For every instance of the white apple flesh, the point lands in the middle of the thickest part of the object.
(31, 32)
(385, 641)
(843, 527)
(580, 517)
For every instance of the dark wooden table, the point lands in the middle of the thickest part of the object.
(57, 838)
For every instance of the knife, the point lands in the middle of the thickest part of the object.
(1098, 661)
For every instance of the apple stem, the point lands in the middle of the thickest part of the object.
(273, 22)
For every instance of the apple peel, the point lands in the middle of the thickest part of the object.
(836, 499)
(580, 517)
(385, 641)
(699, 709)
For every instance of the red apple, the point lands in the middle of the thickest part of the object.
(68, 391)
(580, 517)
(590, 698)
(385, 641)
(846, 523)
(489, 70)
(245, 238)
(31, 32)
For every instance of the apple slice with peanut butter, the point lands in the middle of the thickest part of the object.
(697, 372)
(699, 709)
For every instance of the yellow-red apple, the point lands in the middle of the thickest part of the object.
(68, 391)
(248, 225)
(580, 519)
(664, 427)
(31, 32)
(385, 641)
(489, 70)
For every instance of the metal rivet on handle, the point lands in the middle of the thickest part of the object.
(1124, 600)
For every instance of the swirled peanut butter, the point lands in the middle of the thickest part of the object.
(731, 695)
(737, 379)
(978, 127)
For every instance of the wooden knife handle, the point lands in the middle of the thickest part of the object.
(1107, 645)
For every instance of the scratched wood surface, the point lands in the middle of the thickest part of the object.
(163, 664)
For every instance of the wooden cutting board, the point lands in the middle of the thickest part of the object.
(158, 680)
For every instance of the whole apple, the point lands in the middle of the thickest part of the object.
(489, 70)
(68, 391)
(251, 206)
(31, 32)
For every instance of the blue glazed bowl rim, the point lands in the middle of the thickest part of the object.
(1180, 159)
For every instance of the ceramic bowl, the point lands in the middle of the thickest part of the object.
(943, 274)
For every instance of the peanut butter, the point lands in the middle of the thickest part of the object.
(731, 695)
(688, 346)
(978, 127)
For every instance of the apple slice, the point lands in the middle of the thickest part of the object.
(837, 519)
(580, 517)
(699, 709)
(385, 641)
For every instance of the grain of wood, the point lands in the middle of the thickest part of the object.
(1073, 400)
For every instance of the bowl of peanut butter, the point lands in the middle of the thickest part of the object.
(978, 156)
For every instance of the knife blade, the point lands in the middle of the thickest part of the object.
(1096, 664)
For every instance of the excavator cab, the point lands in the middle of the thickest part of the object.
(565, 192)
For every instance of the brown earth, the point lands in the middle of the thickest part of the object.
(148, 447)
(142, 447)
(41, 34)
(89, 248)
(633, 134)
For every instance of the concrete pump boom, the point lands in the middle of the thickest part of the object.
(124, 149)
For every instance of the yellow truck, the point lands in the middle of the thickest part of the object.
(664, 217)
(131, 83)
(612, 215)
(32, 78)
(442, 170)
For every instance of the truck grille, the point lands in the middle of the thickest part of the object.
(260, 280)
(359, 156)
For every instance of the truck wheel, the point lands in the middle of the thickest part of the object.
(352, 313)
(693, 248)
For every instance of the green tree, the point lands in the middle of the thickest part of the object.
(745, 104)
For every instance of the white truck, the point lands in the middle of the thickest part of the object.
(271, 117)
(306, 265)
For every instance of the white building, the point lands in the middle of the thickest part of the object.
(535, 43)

*Task prompt:* Transcribe the records above exactly, but only from the line that contains "For every instance of the green" through their final line, inclusive.

*Finished task:*
For every instance of the green tree, the point lands in the middle of the thickest part of the object.
(745, 104)
For every instance of the white truck, the point lands in the middle of the thickest part of the object.
(271, 117)
(306, 265)
For every instance of the white building, the point lands in the middle of the thickest part of the object.
(535, 43)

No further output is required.